Verwissel in alle onderstaande gegevens "bare tree" overal voor "leafless tree" en laat de rest ongewijzigd. Neem de afbeeldingen niet op in je antwoord.

Datasetgegevens over locaties van objecten:
#####

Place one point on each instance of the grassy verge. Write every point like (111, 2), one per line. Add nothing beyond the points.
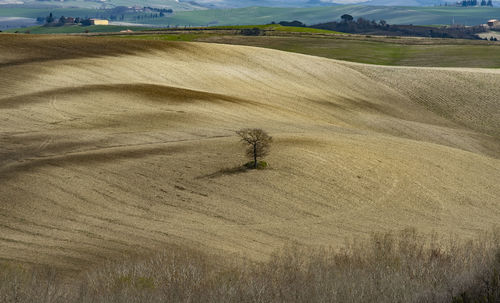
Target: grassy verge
(386, 268)
(377, 50)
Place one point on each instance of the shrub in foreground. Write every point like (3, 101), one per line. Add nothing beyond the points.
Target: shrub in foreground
(385, 268)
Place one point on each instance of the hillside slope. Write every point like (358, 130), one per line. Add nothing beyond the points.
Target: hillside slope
(111, 147)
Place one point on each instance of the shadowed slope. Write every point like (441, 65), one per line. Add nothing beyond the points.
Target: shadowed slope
(122, 152)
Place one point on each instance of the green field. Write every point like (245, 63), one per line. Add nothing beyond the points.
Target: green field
(393, 15)
(402, 51)
(265, 15)
(74, 29)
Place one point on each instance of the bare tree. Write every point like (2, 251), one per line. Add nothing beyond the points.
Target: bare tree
(258, 141)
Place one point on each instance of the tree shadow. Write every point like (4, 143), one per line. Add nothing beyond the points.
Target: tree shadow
(225, 172)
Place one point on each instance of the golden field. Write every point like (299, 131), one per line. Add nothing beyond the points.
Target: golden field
(112, 147)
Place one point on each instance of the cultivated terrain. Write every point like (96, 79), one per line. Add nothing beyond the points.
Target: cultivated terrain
(115, 146)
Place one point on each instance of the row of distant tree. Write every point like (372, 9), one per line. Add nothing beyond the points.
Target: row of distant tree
(50, 20)
(372, 27)
(466, 3)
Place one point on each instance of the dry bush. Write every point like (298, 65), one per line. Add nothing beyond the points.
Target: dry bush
(402, 267)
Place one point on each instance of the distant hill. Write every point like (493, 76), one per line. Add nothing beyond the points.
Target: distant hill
(315, 15)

#####

RESULTAAT:
Place one point on each instance of the grassy verge. Write every point like (111, 2), one per line. Add nothing beyond the points.
Target: grassy verge
(386, 268)
(377, 50)
Place one point on each instance of the shrub in foreground. Write every point like (3, 101), one per line. Add nothing beyond the points.
Target: shrub in foreground
(385, 268)
Place one point on each instance of the hillside slope. Write every point like (358, 130), one per line. Add nothing beyond the points.
Target: hillside slope
(111, 147)
Place one point on each instance of the shadowed slope. Write every point like (441, 65), one per line. Add nothing beyond the points.
Target: shadowed slope
(122, 152)
Place one point on each instance of the green field. Write every point like (245, 63), one per line. Add nothing beyond the points.
Target: green field
(393, 15)
(402, 51)
(265, 15)
(74, 29)
Place one point on each instance of the leafless tree. Write every point like (2, 251), one per line. Add nothing beyond the points.
Target: leafless tree
(258, 141)
Place one point on each instance of the tree shadow. Write every point like (4, 143), one per line. Add nothing beyond the points.
Target: tree shadow
(225, 172)
Place one point on each instance of the golden field. Write every point like (299, 131), one per line. Add nothing beyond the points.
Target: golden field
(112, 147)
Place one point on each instance of the cultivated terrain. Write every point like (96, 79), one per line. Add nothing beyond the points.
Target: cultivated terrain
(115, 146)
Place one point on each instance of the row of distant tree. Write every point like (372, 9), one per line. Add nothing beyond the points.
Target: row of distant tree
(50, 20)
(372, 27)
(466, 3)
Place one point on each instance of the dry bush. Write every point like (298, 65), one per line. Add nothing beyond the points.
Target: dry bush
(402, 267)
Place one point on each instance of the distant hill. Write every point like (493, 76), one per line. Add nothing beyond the points.
Target: distant hill
(315, 15)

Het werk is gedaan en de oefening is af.